- **Task description**:
Retype the passage on Berlin's nightlife from "In the quarter-century" up to and including "and permanent transplants.", keeping every word and punctuation mark the same.

- **Reading text**:
::::::::::
In the quarter-century since reunification, however, Berlin has not only started to fashion itself into the cosmopolitan capital it was always meant to be, but it has also reestablished its international reputation as the place to go for a good time. And if the city is fated to one day become a more ordinary center of commerce and politics, it has thus far managed to retain the laid-back, licentious demeanor that has long attracted casual pleasure-seekers and permanent transplants.

Berlin’s nightclubs have been famous since the first wave of techno encouraged revellers to dance for whole weekends at a time; and the city—which has somehow circumvented the Europe-wide smoking ban—has never wanted for appealing local dives with good music, inexpensive beer and an unpredictable crowd of artists, leftists, punks and oddballs. In recent years, however, the drinking culture has started to expand into new territories.
::::::::::
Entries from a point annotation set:
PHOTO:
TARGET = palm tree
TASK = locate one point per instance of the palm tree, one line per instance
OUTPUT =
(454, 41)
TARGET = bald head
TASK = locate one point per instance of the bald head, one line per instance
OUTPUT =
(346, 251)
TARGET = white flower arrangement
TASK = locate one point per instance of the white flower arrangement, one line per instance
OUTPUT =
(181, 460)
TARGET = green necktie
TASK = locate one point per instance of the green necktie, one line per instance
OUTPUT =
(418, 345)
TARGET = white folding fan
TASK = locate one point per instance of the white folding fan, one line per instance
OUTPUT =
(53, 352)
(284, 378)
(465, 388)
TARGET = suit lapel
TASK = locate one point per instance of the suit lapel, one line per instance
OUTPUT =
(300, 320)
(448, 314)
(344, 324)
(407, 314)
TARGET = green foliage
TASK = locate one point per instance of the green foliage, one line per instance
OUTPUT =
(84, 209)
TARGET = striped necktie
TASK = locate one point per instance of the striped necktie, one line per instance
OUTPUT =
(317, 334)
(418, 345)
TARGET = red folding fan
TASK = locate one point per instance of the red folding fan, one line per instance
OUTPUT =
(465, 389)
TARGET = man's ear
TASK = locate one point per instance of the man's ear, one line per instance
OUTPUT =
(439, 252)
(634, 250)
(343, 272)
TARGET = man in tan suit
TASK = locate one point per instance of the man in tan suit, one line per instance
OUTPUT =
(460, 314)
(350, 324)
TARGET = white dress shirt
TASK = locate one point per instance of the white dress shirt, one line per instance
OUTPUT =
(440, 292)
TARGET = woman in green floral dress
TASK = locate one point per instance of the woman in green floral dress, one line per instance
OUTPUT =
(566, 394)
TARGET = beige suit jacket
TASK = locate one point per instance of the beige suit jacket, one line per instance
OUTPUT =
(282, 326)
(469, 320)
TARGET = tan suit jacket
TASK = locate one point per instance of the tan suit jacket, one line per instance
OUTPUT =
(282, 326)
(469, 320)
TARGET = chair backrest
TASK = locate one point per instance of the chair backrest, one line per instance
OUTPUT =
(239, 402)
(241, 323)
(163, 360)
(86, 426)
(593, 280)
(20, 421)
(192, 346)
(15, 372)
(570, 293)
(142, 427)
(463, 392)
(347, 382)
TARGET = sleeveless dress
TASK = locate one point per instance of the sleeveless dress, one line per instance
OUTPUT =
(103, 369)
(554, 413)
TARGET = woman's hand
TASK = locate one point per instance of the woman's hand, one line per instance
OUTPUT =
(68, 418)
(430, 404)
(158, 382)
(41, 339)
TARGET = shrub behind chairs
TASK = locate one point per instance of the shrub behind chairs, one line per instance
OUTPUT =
::::::::::
- **Solution for this exercise**:
In the quarter-century since reunification, however, Berlin has not only started to fashion itself into the cosmopolitan capital it was always meant to be, but it has also reestablished its international reputation as the place to go for a good time. And if the city is fated to one day become a more ordinary center of commerce and politics, it has thus far managed to retain the laid-back, licentious demeanor that has long attracted casual pleasure-seekers and permanent transplants.